───── DATA SECTION ─────

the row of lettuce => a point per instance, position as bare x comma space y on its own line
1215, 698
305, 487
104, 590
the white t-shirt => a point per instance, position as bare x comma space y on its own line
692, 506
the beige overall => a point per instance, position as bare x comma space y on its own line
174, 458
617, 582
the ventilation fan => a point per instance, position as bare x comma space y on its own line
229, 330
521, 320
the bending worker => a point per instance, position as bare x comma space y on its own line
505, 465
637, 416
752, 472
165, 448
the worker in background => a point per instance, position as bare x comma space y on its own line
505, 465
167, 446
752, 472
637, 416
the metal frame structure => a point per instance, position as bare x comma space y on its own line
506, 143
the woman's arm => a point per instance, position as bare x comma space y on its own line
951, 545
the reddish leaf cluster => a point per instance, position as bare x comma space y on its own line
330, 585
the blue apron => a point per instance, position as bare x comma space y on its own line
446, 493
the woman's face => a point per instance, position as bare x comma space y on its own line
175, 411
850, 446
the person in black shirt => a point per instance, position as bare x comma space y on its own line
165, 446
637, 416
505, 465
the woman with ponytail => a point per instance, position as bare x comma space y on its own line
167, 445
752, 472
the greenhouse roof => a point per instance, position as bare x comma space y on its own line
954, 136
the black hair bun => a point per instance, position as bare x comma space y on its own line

─────

EXERCISE DIRECTIONS: Output the entries exactly.

RESULT OF THIS EXERCISE:
the row of lettuce => a point per instance, position as bare x comma space y on its own line
1215, 698
305, 487
104, 590
the white t-shirt => a point per instance, position as bare x comma space y on its own line
692, 506
the beige overall => a point per instance, position as bare x comma space y on its own line
174, 458
617, 582
the ventilation fan => a point per instance, position as bare x comma space y on its own line
229, 330
521, 320
the bending worker => a point per instance, position as bare x comma space y on its own line
505, 465
637, 416
752, 472
165, 448
the worker in background => a point per instance, position as bare x comma space y on its own line
505, 465
167, 446
752, 472
637, 416
the metal frame structure => a point per instance, position as bare x comma space y on its own line
506, 143
the woman's arm => a point per instance, position as bare x comma space y on its own line
951, 545
the reddish leaf cluster => a point per instance, position as bare x comma space y on its own line
330, 585
the blue apron => a point per instance, position as bare x comma space y on its own line
446, 493
the woman's face => a point per instance, position as bare x comma space y on its own line
175, 411
850, 446
the person in black shirt => a point per instance, position as bare x comma space y on its own line
165, 446
637, 416
505, 465
the woman with ponytail => a point per instance, position as bare x comma space y on its own line
167, 445
752, 472
the greenhouse roof => a point per instance, position as bare x comma space y on its own line
954, 136
the black hair bun => a point per instance, position as bare x comma space y on its own line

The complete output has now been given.